Set exercise A:
According to the transportation emissions lesson plan, why is the Ford F-150 used as the example vehicle?
Set exercise B:
In the transportation emissions lesson plan, rewrite the passage starting at "Additional Prerequisites" and ending at "the Student Slideshow.", replacing "Student Slideshow" with "Class Slideshow".
Set exercise C:
Extend the transportation emissions lesson plan past its final sentence.

Document passage:
Step 1 - Inquire: Students watch a short video on the climate crisis. In groups, students explore and discuss emissions from the transportation sector.

Step 2 - Investigate: Students are assigned one route between New York City and another city in the Northeast. Students calculate miles, cost, time, and CO2e for each travel option for their route.

Step 3 - Inspire: Students participate in a group discussion about the results and explore different ways to decarbonize our transportation system.

Accompanying Teaching Materials
Teaching Tips


  • This is a fun, imaginative, engaging lesson.

  • This lesson features many math skills: addition, subtraction, multiplication, and division by rational numbers; estimation; logic and reasoning skills; problem-solving skills; and algebraic thinking.

Additional Prerequisites

  • You will need to share the Student Slideshow with students and grant them editing rights before the lesson. Students will be writing in the Student Slideshow.

  • Transportation is the largest sector of greenhouse gas emissions in the United States. We must decarbonize our transportation systems immediately to avoid the worst effects of climate change.
  • Students use equations derived from Peter Kalmus’s book called Being the Change: Live Well and Spark a Climate Revolution.
  • The Ford F-150 is used as the example vehicle because it is the best-selling vehicle in the United States. The unit CO2e is used for all travel options. CO2e is used because traveling by plane creates non-CO2 warming effects. You can read more about aviation’s non-CO2 warming effects at the Stay Grounded Website. So in order to best compare the pollution from these travel options, we must use the unit CO2e.
  • CO2e is a metric measure used to compare the emissions from various greenhouse gases on the basis of their global warming potential (GWP), by converting amounts of other gases to the equivalent amount of carbon dioxide with the same global warming potential.
  • There may not be an easy travel option for each route, so students might have to problem-solve.
  • The "How is it viewed by society?" column in the data chart is meant for students to discuss society’s views of that method of transportation. Do people think it is crazy? Normal? Only for the rich? Is one method considered only for "poor people"? Is one considered trendy or cool? Is it comfortable to travel in that way? Is it easy or difficult? These are all good prompts to ask students.
  • Encourage students to have an open mind when discussing low-carbon travel options, such as riding the bus or train. Some students may have never traveled long-distance by bus or train. These are low-carbon options that are significantly better for the planet than driving or flying.


  • Students can use the provided glossary to better understand vocabulary.

Entries supplied:
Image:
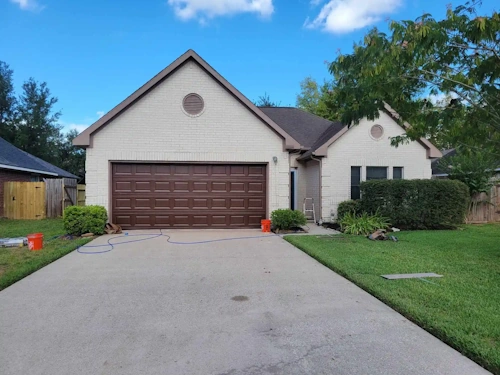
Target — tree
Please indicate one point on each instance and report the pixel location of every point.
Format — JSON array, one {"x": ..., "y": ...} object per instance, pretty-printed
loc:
[
  {"x": 315, "y": 99},
  {"x": 476, "y": 169},
  {"x": 37, "y": 130},
  {"x": 7, "y": 102},
  {"x": 71, "y": 158},
  {"x": 265, "y": 101},
  {"x": 458, "y": 56}
]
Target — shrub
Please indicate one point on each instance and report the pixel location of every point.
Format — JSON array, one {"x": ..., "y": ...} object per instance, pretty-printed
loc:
[
  {"x": 362, "y": 224},
  {"x": 88, "y": 219},
  {"x": 345, "y": 207},
  {"x": 417, "y": 204},
  {"x": 284, "y": 219}
]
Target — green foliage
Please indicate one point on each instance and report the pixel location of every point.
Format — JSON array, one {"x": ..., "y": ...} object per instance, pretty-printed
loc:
[
  {"x": 475, "y": 169},
  {"x": 362, "y": 224},
  {"x": 417, "y": 204},
  {"x": 79, "y": 220},
  {"x": 37, "y": 130},
  {"x": 312, "y": 98},
  {"x": 32, "y": 124},
  {"x": 350, "y": 206},
  {"x": 462, "y": 310},
  {"x": 285, "y": 219},
  {"x": 456, "y": 58},
  {"x": 265, "y": 101}
]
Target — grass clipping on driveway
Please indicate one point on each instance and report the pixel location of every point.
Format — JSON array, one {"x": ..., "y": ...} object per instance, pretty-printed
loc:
[
  {"x": 18, "y": 262},
  {"x": 462, "y": 308}
]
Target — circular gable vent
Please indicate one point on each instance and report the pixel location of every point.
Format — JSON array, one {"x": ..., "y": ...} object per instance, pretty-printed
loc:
[
  {"x": 377, "y": 131},
  {"x": 193, "y": 104}
]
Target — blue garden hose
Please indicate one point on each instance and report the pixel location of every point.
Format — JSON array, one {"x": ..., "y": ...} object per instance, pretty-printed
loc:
[{"x": 111, "y": 244}]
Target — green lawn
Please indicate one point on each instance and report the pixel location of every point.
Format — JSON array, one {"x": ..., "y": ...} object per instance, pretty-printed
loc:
[
  {"x": 16, "y": 263},
  {"x": 462, "y": 308}
]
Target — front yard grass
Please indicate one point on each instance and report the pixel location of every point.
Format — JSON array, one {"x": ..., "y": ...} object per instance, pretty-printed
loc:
[
  {"x": 462, "y": 308},
  {"x": 17, "y": 263}
]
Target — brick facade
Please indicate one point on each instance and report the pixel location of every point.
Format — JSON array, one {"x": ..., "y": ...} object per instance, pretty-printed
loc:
[
  {"x": 156, "y": 128},
  {"x": 358, "y": 149}
]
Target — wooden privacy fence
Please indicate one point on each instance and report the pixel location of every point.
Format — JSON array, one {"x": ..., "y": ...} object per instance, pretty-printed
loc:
[
  {"x": 485, "y": 208},
  {"x": 38, "y": 200},
  {"x": 24, "y": 200}
]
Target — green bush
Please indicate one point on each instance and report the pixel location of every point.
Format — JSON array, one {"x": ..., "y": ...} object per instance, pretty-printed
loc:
[
  {"x": 417, "y": 204},
  {"x": 285, "y": 219},
  {"x": 353, "y": 206},
  {"x": 362, "y": 224},
  {"x": 88, "y": 219}
]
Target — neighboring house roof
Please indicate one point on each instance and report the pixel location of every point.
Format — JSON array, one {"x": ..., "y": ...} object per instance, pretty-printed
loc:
[
  {"x": 84, "y": 139},
  {"x": 15, "y": 159},
  {"x": 305, "y": 127}
]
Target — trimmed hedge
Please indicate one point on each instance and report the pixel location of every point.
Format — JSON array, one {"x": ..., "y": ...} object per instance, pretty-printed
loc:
[
  {"x": 345, "y": 207},
  {"x": 417, "y": 204},
  {"x": 285, "y": 219},
  {"x": 79, "y": 220}
]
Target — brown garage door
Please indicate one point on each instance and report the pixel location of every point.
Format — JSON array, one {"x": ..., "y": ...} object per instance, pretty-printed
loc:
[{"x": 188, "y": 195}]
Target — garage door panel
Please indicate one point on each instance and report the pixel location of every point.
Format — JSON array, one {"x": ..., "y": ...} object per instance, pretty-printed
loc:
[
  {"x": 181, "y": 187},
  {"x": 162, "y": 186},
  {"x": 188, "y": 195}
]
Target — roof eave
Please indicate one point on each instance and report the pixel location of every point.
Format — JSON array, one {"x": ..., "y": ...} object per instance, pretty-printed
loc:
[
  {"x": 432, "y": 151},
  {"x": 84, "y": 139}
]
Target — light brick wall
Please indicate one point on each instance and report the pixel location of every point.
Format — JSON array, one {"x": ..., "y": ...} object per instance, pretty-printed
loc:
[
  {"x": 357, "y": 148},
  {"x": 156, "y": 129},
  {"x": 311, "y": 177}
]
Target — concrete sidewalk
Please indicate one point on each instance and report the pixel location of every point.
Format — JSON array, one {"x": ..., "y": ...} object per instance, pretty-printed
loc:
[{"x": 248, "y": 306}]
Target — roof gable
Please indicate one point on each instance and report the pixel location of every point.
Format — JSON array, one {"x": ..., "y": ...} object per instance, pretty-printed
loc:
[
  {"x": 85, "y": 138},
  {"x": 335, "y": 132},
  {"x": 305, "y": 127}
]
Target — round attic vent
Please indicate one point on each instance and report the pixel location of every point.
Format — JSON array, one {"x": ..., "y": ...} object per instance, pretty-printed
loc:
[
  {"x": 193, "y": 104},
  {"x": 377, "y": 131}
]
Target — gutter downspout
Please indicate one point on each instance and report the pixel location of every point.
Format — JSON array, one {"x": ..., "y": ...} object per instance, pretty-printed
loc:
[{"x": 320, "y": 205}]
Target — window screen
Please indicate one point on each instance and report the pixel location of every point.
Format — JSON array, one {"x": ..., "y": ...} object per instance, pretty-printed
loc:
[
  {"x": 355, "y": 182},
  {"x": 397, "y": 173},
  {"x": 376, "y": 173}
]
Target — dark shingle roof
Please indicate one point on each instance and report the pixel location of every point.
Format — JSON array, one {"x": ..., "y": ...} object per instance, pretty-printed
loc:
[
  {"x": 11, "y": 156},
  {"x": 435, "y": 163},
  {"x": 305, "y": 127}
]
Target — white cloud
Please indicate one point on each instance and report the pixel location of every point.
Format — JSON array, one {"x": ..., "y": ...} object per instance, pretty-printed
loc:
[
  {"x": 206, "y": 9},
  {"x": 343, "y": 16},
  {"x": 79, "y": 127},
  {"x": 28, "y": 5}
]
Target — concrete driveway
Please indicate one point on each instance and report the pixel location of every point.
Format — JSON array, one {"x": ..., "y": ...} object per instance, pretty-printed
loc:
[{"x": 250, "y": 306}]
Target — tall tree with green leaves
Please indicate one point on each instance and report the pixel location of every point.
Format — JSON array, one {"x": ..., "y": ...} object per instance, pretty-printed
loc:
[
  {"x": 265, "y": 101},
  {"x": 37, "y": 128},
  {"x": 458, "y": 56},
  {"x": 313, "y": 98},
  {"x": 7, "y": 102}
]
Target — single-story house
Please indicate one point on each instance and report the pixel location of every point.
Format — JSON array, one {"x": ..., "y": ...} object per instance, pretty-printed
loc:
[
  {"x": 188, "y": 150},
  {"x": 18, "y": 165}
]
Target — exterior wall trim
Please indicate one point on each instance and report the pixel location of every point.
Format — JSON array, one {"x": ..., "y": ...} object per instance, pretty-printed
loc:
[{"x": 85, "y": 138}]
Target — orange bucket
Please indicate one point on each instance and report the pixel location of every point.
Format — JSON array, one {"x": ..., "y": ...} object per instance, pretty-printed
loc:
[
  {"x": 265, "y": 225},
  {"x": 35, "y": 241}
]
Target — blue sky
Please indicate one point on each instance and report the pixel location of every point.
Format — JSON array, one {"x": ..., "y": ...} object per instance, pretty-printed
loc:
[{"x": 93, "y": 54}]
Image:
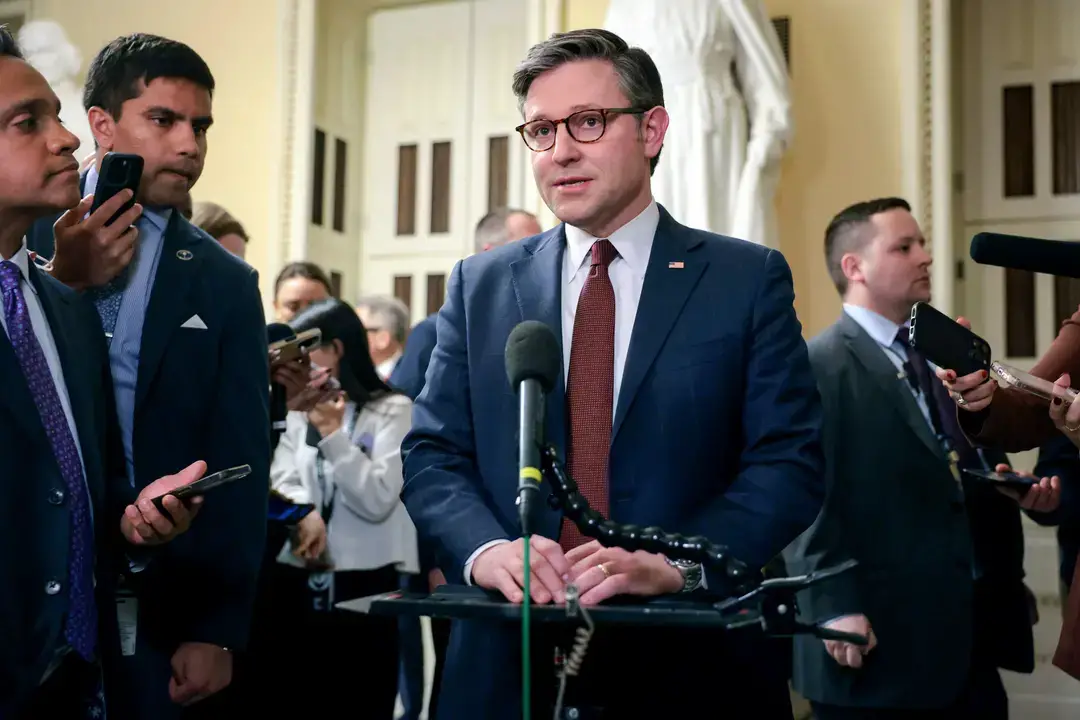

Right answer A:
Because it is the best-selling vehicle in the United States.

Right answer B:
Additional Prerequisites

  • You will need to share the Class Slideshow with students and grant them editing rights before the lesson. Students will be writing in the Class Slideshow.

Right answer C:
  • Students can answer the extension questions if they finish early.
  • Students can help other groups complete their charts if they finish early.
  • Students can check over other students’ answers if they finish early.
Scientist Notes

The lesson explores emissions from the transportation system. Students would be able to learn how the society can decarbonize the transportation sector and compute the cost, time, and emissions from different transportation modes. There are no misconceptions in the data source and additional links. Thus, this lesson has passed our scientist review and is recommended for classroom use.


This resource addresses the listed standards. To fully meet standards, search for more related resources.

Supporting Standards

  • Mathematics
    • Expressions & Equations (6-8)
      • 7.EE.B.3 Solve multi-step real-life and mathematical problems posed with positive and negative rational numbers in any form (whole numbers, fractions, and decimals), using tools strategically. Apply properties of operations to calculate with numbers in any form; convert between forms as appropriate; and assess the reasonableness of answers using mental computation and estimation strategies. For example: If a woman making $25 an hour gets a 10% raise, she will make an additional 1/10 of her salary an hour, or $2.50, for a new salary of $27.50. If you want to place a towel bar 9 3/4 inches long in the center of a door that is 27 1/2 inches wide, you will need to place the bar about 9 inches from each edge; this estimate can be used as a check on the exact computation.
    • The Number System (6-8)
      • 7.NS.A.1 Apply and extend previous understandings of addition and subtraction to add and subtract rational numbers; represent addition and subtraction on a horizontal or vertical number line diagram.
      • 7.NS.A.2 Apply and extend previous understandings of multiplication and division and of fractions to multiply and divide rational numbers.
      • 7.NS.A.3 Solve real-world and mathematical problems involving the four operations with rational numbers.
      • 6.NS.B.2 With accuracy and efficiency, divide multi-digit numbers using the standard algorithm.
      • 6.NS.B.3 With accuracy and efficiency, add, subtract, multiply, and divide multi-digit decimals using the standard algorithm for each operation.

Note On Standards:

This lesson is aligned to SubjectToClimate standards. Review the aligned standards directly in the lesson plan document and teacher slideshow.

Discover more on SubjectToClimate.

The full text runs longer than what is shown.